**Task set:**
1: Which terms does the article on transfer enrollment put inside quotation marks? List every one.
2: Answer these questions from the article on transfer enrollment:
(a) In what month and year did the writers predict that transfer activity would increase?
(b) Which earlier disruption in college enrollments does the article give as an example?
(c) Over what period does the article say transfer activity dropped?
3: Print everything in the article on transfer enrollment from "In August of" down to "impact their plans.".

**Excerpt:**
Declining Numbers of "Upward" Transfers
Predictions about the future of higher education are never in short supply. One problem with predictions is that we rarely (if ever) go back and score them for accuracy.
In August of 2020, we predicted that transfer activity between colleges would increase in the ensuing years as students figured out how the pandemic and their own finances would impact their plans.
This prediction was based on years of data. We looked back at other event-based disruptions in college enrollments (e.g., The Great Recession of the late 2000s) and saw large increases in transfer enrollments in the years during and after an event.
We expected the same would happen during the pandemic...and we were wrong.
Not only has transfer enrollment not grown, but it has actually declined quite a bit. During the past two years, transfer activity dropped among both "continuing transfers" (i.e., people who transfer directly from one college to another with no break in between) and "returning transfers" (i.e., people who stopped out for some length of time).

**Recorded data:**
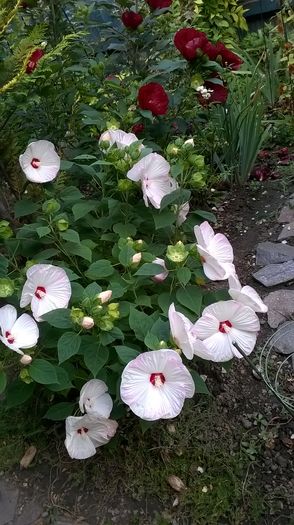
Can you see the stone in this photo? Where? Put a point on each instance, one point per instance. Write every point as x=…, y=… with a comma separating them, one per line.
x=273, y=253
x=286, y=215
x=8, y=503
x=280, y=307
x=287, y=231
x=283, y=340
x=274, y=274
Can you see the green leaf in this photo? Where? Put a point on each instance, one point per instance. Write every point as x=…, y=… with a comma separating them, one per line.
x=18, y=393
x=191, y=298
x=3, y=381
x=59, y=318
x=59, y=411
x=184, y=275
x=43, y=231
x=83, y=208
x=95, y=357
x=126, y=354
x=178, y=196
x=200, y=385
x=67, y=346
x=149, y=269
x=99, y=270
x=125, y=255
x=25, y=207
x=43, y=372
x=140, y=323
x=71, y=236
x=125, y=230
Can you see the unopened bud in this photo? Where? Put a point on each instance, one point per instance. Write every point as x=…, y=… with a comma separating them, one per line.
x=105, y=296
x=26, y=359
x=87, y=323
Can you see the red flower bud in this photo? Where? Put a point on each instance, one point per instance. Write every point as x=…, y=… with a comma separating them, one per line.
x=154, y=98
x=33, y=60
x=138, y=128
x=190, y=42
x=131, y=19
x=159, y=4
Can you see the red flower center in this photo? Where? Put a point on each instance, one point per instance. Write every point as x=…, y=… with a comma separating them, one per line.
x=224, y=327
x=9, y=337
x=35, y=163
x=82, y=430
x=40, y=292
x=157, y=379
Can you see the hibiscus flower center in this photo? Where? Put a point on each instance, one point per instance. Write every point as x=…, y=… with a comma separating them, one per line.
x=225, y=327
x=82, y=430
x=157, y=379
x=9, y=337
x=35, y=163
x=40, y=292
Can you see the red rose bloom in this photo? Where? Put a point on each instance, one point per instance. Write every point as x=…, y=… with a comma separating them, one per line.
x=189, y=42
x=153, y=97
x=138, y=128
x=131, y=19
x=159, y=4
x=33, y=60
x=217, y=94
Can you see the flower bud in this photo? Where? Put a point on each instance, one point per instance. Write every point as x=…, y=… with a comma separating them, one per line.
x=105, y=296
x=26, y=359
x=51, y=206
x=177, y=253
x=87, y=323
x=5, y=230
x=6, y=287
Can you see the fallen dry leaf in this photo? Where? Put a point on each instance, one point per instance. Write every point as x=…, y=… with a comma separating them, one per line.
x=28, y=457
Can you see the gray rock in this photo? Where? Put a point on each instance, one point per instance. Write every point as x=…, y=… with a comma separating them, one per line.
x=283, y=340
x=287, y=231
x=280, y=307
x=286, y=215
x=273, y=253
x=274, y=274
x=8, y=503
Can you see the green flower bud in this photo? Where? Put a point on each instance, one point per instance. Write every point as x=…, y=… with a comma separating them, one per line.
x=106, y=324
x=177, y=253
x=51, y=206
x=76, y=315
x=5, y=230
x=6, y=287
x=62, y=225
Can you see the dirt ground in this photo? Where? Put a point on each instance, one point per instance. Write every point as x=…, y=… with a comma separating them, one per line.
x=240, y=437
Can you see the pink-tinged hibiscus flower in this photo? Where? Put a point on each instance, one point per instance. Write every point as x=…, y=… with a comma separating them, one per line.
x=47, y=288
x=153, y=173
x=86, y=433
x=190, y=42
x=17, y=333
x=184, y=334
x=160, y=277
x=224, y=325
x=215, y=251
x=156, y=384
x=246, y=295
x=40, y=162
x=94, y=399
x=118, y=137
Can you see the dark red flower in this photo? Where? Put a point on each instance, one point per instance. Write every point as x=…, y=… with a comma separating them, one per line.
x=190, y=42
x=159, y=4
x=131, y=19
x=33, y=60
x=216, y=94
x=138, y=128
x=152, y=96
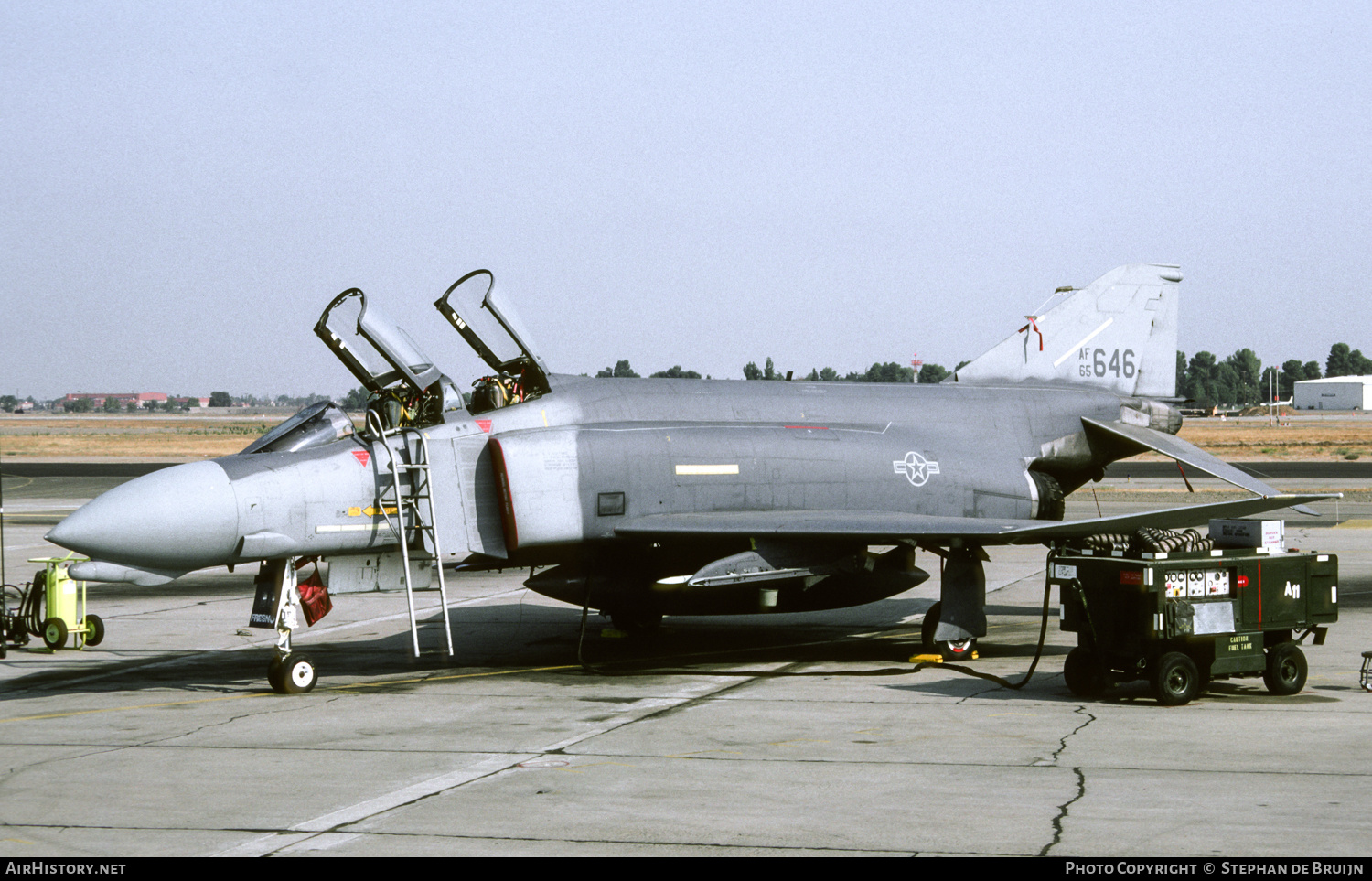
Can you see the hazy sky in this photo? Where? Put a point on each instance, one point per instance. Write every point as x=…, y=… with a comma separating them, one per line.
x=188, y=184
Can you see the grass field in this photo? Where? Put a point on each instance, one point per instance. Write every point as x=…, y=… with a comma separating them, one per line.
x=206, y=436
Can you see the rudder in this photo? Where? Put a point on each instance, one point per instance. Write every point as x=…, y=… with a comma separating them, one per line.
x=1119, y=332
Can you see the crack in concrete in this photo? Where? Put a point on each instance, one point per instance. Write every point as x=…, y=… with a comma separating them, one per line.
x=1081, y=782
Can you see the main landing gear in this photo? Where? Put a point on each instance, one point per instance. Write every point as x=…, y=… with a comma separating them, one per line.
x=277, y=606
x=952, y=625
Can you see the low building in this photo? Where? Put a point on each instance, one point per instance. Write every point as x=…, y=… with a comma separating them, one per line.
x=1334, y=392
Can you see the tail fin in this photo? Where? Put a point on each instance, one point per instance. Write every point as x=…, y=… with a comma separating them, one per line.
x=1120, y=332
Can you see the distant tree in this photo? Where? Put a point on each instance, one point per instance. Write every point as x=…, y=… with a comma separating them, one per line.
x=933, y=373
x=1270, y=384
x=1292, y=373
x=1199, y=379
x=889, y=372
x=620, y=371
x=1248, y=371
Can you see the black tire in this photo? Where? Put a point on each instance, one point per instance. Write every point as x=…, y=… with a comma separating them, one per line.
x=274, y=675
x=1286, y=670
x=1176, y=680
x=54, y=633
x=95, y=630
x=930, y=625
x=1084, y=674
x=958, y=650
x=298, y=674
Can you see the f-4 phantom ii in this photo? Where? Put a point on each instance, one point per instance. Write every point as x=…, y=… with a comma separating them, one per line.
x=649, y=497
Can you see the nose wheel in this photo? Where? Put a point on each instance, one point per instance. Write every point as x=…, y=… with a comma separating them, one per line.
x=294, y=674
x=951, y=650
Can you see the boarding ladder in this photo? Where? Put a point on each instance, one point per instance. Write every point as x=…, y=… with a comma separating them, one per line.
x=419, y=502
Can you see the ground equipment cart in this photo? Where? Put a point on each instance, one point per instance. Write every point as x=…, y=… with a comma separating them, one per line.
x=1182, y=619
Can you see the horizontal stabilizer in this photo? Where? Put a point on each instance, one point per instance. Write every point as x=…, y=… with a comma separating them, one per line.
x=1142, y=439
x=884, y=527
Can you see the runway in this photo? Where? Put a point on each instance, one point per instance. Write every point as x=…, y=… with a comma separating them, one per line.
x=737, y=736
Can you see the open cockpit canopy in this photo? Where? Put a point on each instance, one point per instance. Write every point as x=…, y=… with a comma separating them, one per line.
x=313, y=425
x=372, y=346
x=493, y=329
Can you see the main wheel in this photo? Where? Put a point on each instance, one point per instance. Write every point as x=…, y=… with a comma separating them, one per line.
x=298, y=674
x=958, y=650
x=95, y=630
x=1176, y=680
x=1286, y=669
x=1084, y=674
x=54, y=633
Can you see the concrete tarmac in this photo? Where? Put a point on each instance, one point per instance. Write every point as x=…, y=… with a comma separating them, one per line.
x=732, y=736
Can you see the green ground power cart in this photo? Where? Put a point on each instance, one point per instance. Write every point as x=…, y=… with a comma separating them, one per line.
x=1182, y=619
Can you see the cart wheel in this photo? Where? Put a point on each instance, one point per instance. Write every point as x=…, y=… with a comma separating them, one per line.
x=1176, y=680
x=930, y=625
x=54, y=633
x=95, y=630
x=1084, y=674
x=298, y=674
x=1286, y=669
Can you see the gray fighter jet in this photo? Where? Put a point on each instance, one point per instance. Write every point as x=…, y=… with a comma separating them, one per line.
x=642, y=499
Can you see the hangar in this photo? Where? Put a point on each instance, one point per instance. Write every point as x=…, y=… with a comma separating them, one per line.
x=1334, y=392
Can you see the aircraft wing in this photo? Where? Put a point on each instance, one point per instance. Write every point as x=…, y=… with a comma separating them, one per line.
x=1142, y=439
x=885, y=527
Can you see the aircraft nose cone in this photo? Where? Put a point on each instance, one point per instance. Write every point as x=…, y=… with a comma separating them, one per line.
x=181, y=518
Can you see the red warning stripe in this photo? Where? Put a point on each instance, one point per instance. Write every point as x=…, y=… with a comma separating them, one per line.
x=502, y=480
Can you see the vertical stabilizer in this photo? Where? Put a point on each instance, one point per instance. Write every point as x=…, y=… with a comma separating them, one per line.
x=1120, y=334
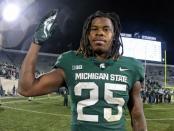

**Your written answers:**
1:
- "Upward"
- "continuing transfers"
- "returning transfers"

2:
(a) August of 2020.
(b) The Great Recession of the late 2000s.
(c) The past two years.

3:
In August of 2020, we predicted that transfer activity between colleges would increase in the ensuing years as students figured out how the pandemic and their own finances would impact their plans.